▸ **YOUR INSTRUCTIONS**
Could you reproduce the records verbatim, beginning at their very first line and stopping after the line that contains "[31,54,408,73]"?

▸ **DATA SUPPLIED**
########################################
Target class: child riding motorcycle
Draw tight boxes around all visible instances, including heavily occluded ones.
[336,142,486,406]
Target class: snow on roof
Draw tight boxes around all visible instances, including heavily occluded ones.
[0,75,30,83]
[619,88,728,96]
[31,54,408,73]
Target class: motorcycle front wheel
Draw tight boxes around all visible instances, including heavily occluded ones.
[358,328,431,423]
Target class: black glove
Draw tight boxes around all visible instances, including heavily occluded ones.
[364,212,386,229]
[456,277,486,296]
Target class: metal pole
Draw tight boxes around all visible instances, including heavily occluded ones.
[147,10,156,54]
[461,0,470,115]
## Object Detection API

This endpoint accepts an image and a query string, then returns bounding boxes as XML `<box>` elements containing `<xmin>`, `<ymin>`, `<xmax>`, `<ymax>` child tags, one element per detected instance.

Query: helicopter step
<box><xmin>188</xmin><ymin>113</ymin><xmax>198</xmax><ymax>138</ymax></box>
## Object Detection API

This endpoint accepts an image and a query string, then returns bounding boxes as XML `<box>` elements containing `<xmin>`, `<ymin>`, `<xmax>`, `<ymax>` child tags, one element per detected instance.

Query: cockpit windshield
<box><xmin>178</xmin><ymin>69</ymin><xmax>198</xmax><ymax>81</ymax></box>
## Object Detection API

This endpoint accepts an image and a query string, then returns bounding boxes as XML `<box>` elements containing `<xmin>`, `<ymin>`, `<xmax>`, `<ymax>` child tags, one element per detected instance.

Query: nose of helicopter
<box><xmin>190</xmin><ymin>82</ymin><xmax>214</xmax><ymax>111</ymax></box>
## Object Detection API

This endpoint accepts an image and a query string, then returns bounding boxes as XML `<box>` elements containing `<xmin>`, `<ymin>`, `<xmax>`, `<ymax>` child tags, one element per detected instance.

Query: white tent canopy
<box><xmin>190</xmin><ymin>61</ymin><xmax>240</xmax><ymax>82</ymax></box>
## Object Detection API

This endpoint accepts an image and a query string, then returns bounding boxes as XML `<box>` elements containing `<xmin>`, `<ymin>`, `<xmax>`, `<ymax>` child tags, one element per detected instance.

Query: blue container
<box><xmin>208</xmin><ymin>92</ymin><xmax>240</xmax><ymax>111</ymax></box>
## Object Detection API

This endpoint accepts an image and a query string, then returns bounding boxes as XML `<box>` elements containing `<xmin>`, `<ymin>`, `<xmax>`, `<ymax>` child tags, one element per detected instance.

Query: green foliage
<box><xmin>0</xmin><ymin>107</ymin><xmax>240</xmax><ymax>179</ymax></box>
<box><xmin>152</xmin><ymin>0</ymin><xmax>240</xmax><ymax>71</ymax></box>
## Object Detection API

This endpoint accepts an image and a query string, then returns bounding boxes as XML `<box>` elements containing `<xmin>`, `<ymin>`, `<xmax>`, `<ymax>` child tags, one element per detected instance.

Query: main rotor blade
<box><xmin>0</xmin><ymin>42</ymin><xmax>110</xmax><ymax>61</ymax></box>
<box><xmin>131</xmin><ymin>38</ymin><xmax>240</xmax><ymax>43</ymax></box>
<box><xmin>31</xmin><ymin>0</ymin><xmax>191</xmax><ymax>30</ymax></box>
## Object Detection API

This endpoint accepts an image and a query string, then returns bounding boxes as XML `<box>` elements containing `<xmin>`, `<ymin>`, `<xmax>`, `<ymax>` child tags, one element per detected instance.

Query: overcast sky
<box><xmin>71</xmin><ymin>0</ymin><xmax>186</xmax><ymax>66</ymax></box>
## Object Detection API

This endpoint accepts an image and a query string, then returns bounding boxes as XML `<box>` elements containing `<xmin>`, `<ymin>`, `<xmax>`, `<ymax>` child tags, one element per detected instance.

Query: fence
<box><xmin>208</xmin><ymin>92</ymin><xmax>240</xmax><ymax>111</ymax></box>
########################################
▸ **FINAL RESULT**
Target class: child riding motorcycle
Draw tight boxes around all visible instances, including heavily occluded ones.
[336,142,486,406]
Target class: snow on roof
Draw tight boxes around all visible instances, including heavily occluded ones.
[0,75,30,83]
[619,88,728,96]
[31,54,408,73]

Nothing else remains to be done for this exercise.